**WHAT IS BEING ASKED**
Copy out every line of the items below, requests included. In the answers, multiply each coordinate by 0.2 and round it to a whole number, with halves rounded up.

**Pointing dataset records**

** begin **

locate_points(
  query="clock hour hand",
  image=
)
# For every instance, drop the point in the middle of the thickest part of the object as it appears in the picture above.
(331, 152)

** end **

**FINAL RESULT**
locate_points(
  query="clock hour hand",
  image=
)
# For every instance, drop the point in the middle of the thickest part of the object as it appears in the picture above.
(66, 30)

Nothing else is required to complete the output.